Escreva a continuação do anúncio do Ciclo de Leituras Psicanalíticas apresentado abaixo, começando logo após a última frase.

+++ TRECHO FORNECIDO +++

FANI HISGAIL é psicanalista e doutora em Comunicação e Semiótica pela PUC/SP e autora do livro "Pedofilia, Um Estudo Psicanalítico" (Ed. Iluminuras, 2007); hisgail@uol.com.br

segunda-feira, 11 de julho de 2011

Ciclo de Leituras Psicanalíticas



CICLO DE LEITURAS PSICANALÍTICAS
Livraria Cortez - Rua Bartira, 317 - Perdizes         

Desde meados da década de setenta, o ensino de Jacques Lacan tem fertilizado a prática analítica ao longo do mundo, recuperando & elucidando a teoria de Sigmund Freud. Na cidade de São Paulo, a produção dos autores locais muito contribuiu para a disseminação do legado conceitual que fundamenta a clínica.
          Numa iniciativa conjunta, a Livraria Cortez & a Editora Iluminuras promovem, a partir de agosto de 2011, o Ciclo de Leituras Psicanalíticas, coordenado por Oscar Cesarotto, com a finalidade de difundir as novas edições dos livros que norteiam a formação & o estudo sistemático. A atualização dos textos, sua história & contexto, articula a tradição com a transmissão, dando continuidade ao discurso analítico.
          A programação mensal destaca a interpretação dos psicanalistas interlocutores das obras comentadas.

Quarta feira, 10 de AGOSTO, 19:30-21:30h
-Jacques Lacan – Uma biografia intelectual, de Márcio Peter de Souza Leite & Oscar Cesarotto.
Mais do que uma narrativa anedótica, este livro acompanha a saga psicanalítica de Lacan, na construção do seu sistema de pensamento. Em destaque, as coordenadas teóricas dos seus escritos & seminários, junto com a lista cronológica de suas obras.
Apresentado por GERALDINO ALVES FERREIRA NETTO
Psicanalista. Coordenador do Curso de Pós-Graduação Lato Senso (CLASI – Campinas). Autor de Wim Wenders, Psicanálise & Cinema (Editora Unimarco, 2001) & Doze lições sobre Freud & Lacan (Editora Pontes, 2010).

+++ INFORMAÇÕES FORNECIDAS +++

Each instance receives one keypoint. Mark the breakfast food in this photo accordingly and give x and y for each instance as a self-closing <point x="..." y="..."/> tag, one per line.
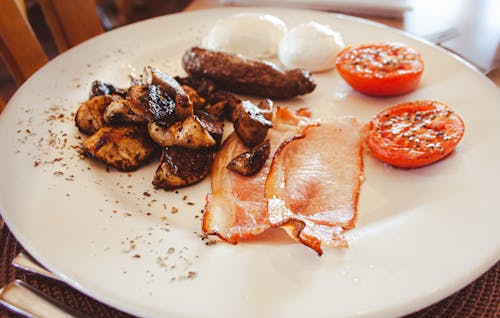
<point x="123" y="147"/>
<point x="246" y="76"/>
<point x="278" y="168"/>
<point x="414" y="134"/>
<point x="311" y="46"/>
<point x="314" y="181"/>
<point x="385" y="69"/>
<point x="236" y="208"/>
<point x="255" y="35"/>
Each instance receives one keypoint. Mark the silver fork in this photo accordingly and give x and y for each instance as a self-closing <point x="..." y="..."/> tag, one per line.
<point x="29" y="301"/>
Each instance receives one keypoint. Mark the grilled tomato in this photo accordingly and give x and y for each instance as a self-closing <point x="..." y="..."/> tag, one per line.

+++

ÁREA DE RESPOSTA:
Quarta feira, 14 de SETEMBRO, 19:30-21:30h
-Ideias de Lacan, organizado por Oscar Cesarotto.
          Participaram, neste volume, vinte & um psicanalistas & um poeta, reunidos numa associação livre, dedicados a explicar, parafrasear & formalizar os ditados, axiomas & aforismos lacanianos, desbravando o barroquismo dos textos & superando o hermetismo da significação.
Apresentado por OSCAR CESAROTTO
Psicanalista. Coordenador do curso de especialização em Semiótica Psicanalítica – Clínica da Cultura (COGEAE-PUC). Organizador de Ideias de Lacan (1995, 2001, 2010). Autor de Jacques Lacan – Uma biografia intelectual (com Márcio Peter de Souza Leite; 1993, 2001, 2010); No olho do Outro (1987, 1996); Um affair freudiano (1989); Contra natura (1999); Tango malandro (2003); O verão da lata ( 2006); Sedições (2008), todos pela Editora Iluminuras.

Quarta feira, 05 de OUTUBRO, 19:30-21:30h
-Doze lições sobre Freud & Lacan, de Geraldino Alves Ferreira Netto.
          Desde os primórdios do seu ensino, Lacan definiu o sentido do retorno a Freud como o retorno ao sentido de Freud, distorcido por décadas. A coerência doutrinária entre ambos é a referência da prática psicanalítica atual.
Apresentado por FANI HISGAIL
Psicanalista. Doutora em Comunicação & Semiótica. Organizadora de 14 conferências sobre Jacques Lacan (Editora Escuta, 1988) & A ciência dos sonhos (Editora Unimarco, 2000). Autora de Pedofilia – Um estudo psicanalítico (Editora Iluminuras, 2007).

Quarta feira, 16 de NOVEMBRO, 19:30-21:30h
-Psicanálise lacaniana, de Márcio Peter de Souza Leite.
          Com a exposição detalhada do campo freudiano, seus operadores de leitura & matemas, o teor magistral deste livro testemunha a importância do lugar ímpar que seu autor ocupa na história da psicanálise de orientação lacaniana no Brasil.
Apresentado por MAURO MENDES DIAS
Psicanalista. Membro fundador da Escola de Psicanálise de Campinas. Autor de Moda: Divina decadência (Editora Hacker, 2001) & Por causa do pior (com Dominique Fingermann; Editora Iluminuras, 2005)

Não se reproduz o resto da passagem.